[Entries from an annotation dataset]
-=-=-

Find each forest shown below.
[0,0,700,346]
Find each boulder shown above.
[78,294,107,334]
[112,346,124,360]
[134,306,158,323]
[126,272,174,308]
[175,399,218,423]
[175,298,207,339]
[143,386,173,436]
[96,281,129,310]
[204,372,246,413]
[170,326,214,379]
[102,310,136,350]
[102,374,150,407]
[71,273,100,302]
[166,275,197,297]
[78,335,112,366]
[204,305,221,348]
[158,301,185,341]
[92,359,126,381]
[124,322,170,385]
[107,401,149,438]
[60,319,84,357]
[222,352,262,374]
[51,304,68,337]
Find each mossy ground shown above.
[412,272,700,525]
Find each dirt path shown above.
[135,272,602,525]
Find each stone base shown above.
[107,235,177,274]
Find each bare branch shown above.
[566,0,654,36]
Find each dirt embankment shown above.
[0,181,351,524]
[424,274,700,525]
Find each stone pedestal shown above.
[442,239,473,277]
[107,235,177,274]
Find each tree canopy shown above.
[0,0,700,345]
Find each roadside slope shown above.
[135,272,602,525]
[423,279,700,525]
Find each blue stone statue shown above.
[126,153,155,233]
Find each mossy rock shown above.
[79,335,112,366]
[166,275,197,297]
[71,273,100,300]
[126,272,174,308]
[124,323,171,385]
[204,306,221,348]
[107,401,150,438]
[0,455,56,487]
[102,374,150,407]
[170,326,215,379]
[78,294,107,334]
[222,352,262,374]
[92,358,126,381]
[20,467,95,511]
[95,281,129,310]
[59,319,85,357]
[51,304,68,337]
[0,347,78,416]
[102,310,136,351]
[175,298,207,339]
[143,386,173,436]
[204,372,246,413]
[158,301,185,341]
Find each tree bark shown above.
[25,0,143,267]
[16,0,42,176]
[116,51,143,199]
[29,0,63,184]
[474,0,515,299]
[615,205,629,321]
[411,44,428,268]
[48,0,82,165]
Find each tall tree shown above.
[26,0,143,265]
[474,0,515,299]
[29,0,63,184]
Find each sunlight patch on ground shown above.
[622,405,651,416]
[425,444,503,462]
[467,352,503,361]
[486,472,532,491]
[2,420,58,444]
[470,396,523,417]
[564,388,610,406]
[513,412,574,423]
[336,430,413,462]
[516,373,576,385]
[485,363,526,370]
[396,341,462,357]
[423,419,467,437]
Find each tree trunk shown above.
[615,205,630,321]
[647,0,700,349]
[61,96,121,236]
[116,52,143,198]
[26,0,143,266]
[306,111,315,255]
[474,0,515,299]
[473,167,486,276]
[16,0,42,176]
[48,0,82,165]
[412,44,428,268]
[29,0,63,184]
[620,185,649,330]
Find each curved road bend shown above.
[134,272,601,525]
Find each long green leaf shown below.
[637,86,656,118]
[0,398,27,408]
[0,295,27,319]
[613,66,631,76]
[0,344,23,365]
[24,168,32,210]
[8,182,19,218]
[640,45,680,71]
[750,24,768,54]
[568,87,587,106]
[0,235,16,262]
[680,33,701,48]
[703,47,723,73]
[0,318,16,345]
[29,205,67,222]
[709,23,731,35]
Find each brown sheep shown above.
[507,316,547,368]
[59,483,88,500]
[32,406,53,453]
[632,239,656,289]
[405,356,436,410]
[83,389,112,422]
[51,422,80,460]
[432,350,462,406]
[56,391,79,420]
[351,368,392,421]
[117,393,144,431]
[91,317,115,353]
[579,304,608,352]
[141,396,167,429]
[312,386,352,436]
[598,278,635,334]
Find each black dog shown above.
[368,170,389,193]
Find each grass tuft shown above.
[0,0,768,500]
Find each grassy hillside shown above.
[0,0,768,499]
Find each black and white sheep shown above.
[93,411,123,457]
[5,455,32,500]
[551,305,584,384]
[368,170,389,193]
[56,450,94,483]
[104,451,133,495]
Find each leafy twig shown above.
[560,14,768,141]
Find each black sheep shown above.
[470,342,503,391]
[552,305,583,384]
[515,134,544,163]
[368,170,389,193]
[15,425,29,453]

-=-=-

**GIVEN INSTRUCTION**:
Lay out every line of the records above as a Markdown table with two columns, Row and Record line. Number the rows in order and omit blank lines.

**COMPLETE ANSWER**:
| Row | Record line |
|---|---|
| 1 | Find each forest shown below. |
| 2 | [0,0,700,346] |
| 3 | Find each boulder shown above. |
| 4 | [78,294,107,334] |
| 5 | [112,346,124,360] |
| 6 | [134,306,158,323] |
| 7 | [126,272,174,308] |
| 8 | [175,399,218,423] |
| 9 | [175,298,207,339] |
| 10 | [143,386,173,436] |
| 11 | [96,281,129,310] |
| 12 | [204,372,246,413] |
| 13 | [170,326,214,379] |
| 14 | [102,310,136,350] |
| 15 | [102,374,150,407] |
| 16 | [71,273,100,302] |
| 17 | [166,275,197,297] |
| 18 | [78,335,112,366] |
| 19 | [204,305,221,348] |
| 20 | [158,301,185,341] |
| 21 | [92,359,126,381] |
| 22 | [124,322,170,385] |
| 23 | [107,401,149,438] |
| 24 | [60,319,84,357] |
| 25 | [222,352,262,374] |
| 26 | [51,304,68,337] |
| 27 | Find each mossy ground shown above. |
| 28 | [412,272,700,525] |
| 29 | Find each dirt path shown above. |
| 30 | [135,272,602,525] |
| 31 | Find each stone base shown above. |
| 32 | [107,235,177,274] |
| 33 | Find each bare branch shown above. |
| 34 | [566,0,654,36] |
| 35 | Find each dirt embankment shown above. |
| 36 | [0,181,351,524] |
| 37 | [424,274,700,525] |
| 38 | Find each stone pedestal shown above. |
| 39 | [442,239,473,277] |
| 40 | [107,235,177,274] |
| 41 | Find each tree canopy shown above. |
| 42 | [0,0,700,345] |
| 43 | Find each roadside slope shown above. |
| 44 | [135,272,602,525] |
| 45 | [423,279,700,525] |
| 46 | Find each blue stone statue shown above. |
| 47 | [126,153,155,233] |
| 48 | Find each mossy rock shown above. |
| 49 | [79,335,112,366] |
| 50 | [166,275,197,297] |
| 51 | [71,273,100,300] |
| 52 | [126,272,174,308] |
| 53 | [124,323,171,385] |
| 54 | [204,306,221,348] |
| 55 | [107,401,150,438] |
| 56 | [0,455,56,487] |
| 57 | [102,374,150,407] |
| 58 | [170,326,215,379] |
| 59 | [78,294,107,334] |
| 60 | [222,352,262,374] |
| 61 | [92,358,126,381] |
| 62 | [20,467,95,511] |
| 63 | [95,281,129,310] |
| 64 | [59,319,85,357] |
| 65 | [51,304,68,337] |
| 66 | [0,347,78,416] |
| 67 | [102,310,136,351] |
| 68 | [175,298,207,339] |
| 69 | [143,386,173,436] |
| 70 | [204,372,246,413] |
| 71 | [158,301,185,341] |
| 72 | Find each tree bark shown above. |
| 73 | [25,0,143,267] |
| 74 | [16,0,42,176] |
| 75 | [116,51,143,199] |
| 76 | [29,0,63,184] |
| 77 | [474,0,515,299] |
| 78 | [615,205,629,321] |
| 79 | [411,44,428,268] |
| 80 | [48,0,82,165] |
| 81 | Find each tall tree shown above. |
| 82 | [26,0,143,265] |
| 83 | [474,0,515,299] |
| 84 | [29,0,63,184] |
| 85 | Find each sunlight patch on ground shown above. |
| 86 | [622,405,651,416] |
| 87 | [425,444,503,462] |
| 88 | [467,352,503,361] |
| 89 | [486,472,532,491] |
| 90 | [2,420,58,444] |
| 91 | [470,396,523,417] |
| 92 | [564,388,610,406] |
| 93 | [513,412,574,423] |
| 94 | [336,430,413,462] |
| 95 | [516,373,576,385] |
| 96 | [485,363,526,370] |
| 97 | [396,341,462,357] |
| 98 | [423,419,467,437] |
| 99 | Find each tree trunk shown above. |
| 100 | [615,205,630,321] |
| 101 | [647,0,700,349] |
| 102 | [61,96,121,236] |
| 103 | [116,52,143,198] |
| 104 | [26,0,143,266] |
| 105 | [306,111,315,255] |
| 106 | [474,0,515,299] |
| 107 | [473,167,486,276] |
| 108 | [16,0,42,176] |
| 109 | [48,0,82,165] |
| 110 | [412,44,428,268] |
| 111 | [29,0,63,184] |
| 112 | [620,185,649,330] |
| 113 | Find each curved road bend shown above. |
| 114 | [134,272,601,525] |
| 115 | Find each long green leaf shown below. |
| 116 | [637,86,656,118] |
| 117 | [0,398,27,408] |
| 118 | [0,295,27,319] |
| 119 | [613,66,631,76] |
| 120 | [0,344,23,365] |
| 121 | [24,168,32,210] |
| 122 | [8,182,19,218] |
| 123 | [640,45,680,71] |
| 124 | [750,24,768,54] |
| 125 | [568,87,587,106] |
| 126 | [0,235,16,262] |
| 127 | [680,33,701,48] |
| 128 | [703,47,723,73] |
| 129 | [0,318,16,345] |
| 130 | [29,205,67,222] |
| 131 | [709,23,731,35] |
| 132 | Find each brown sheep shown above. |
| 133 | [507,316,547,368] |
| 134 | [59,483,88,500] |
| 135 | [32,406,53,453] |
| 136 | [632,239,656,289] |
| 137 | [405,356,436,410] |
| 138 | [83,389,112,422] |
| 139 | [51,422,80,460] |
| 140 | [432,350,462,406] |
| 141 | [56,391,79,420] |
| 142 | [351,368,392,421] |
| 143 | [117,393,144,431] |
| 144 | [91,317,115,353] |
| 145 | [579,304,608,352] |
| 146 | [141,396,167,429] |
| 147 | [312,386,352,436] |
| 148 | [598,278,635,334] |
| 149 | Find each black dog shown above. |
| 150 | [368,170,389,193] |
| 151 | Find each grass tuft shown above. |
| 152 | [0,0,768,500] |
| 153 | Find each grassy hillside shown above. |
| 154 | [0,0,768,499] |
| 155 | Find each black and white sheep shown above. |
| 156 | [93,411,123,457] |
| 157 | [5,455,32,500] |
| 158 | [551,305,584,384] |
| 159 | [368,170,389,193] |
| 160 | [56,450,94,483] |
| 161 | [104,451,133,495] |
| 162 | Find each leafy twig shown above. |
| 163 | [560,14,768,141] |
| 164 | Find each black sheep shown above. |
| 165 | [470,342,503,391] |
| 166 | [552,305,583,384] |
| 167 | [515,134,544,163] |
| 168 | [368,170,389,193] |
| 169 | [15,425,29,453] |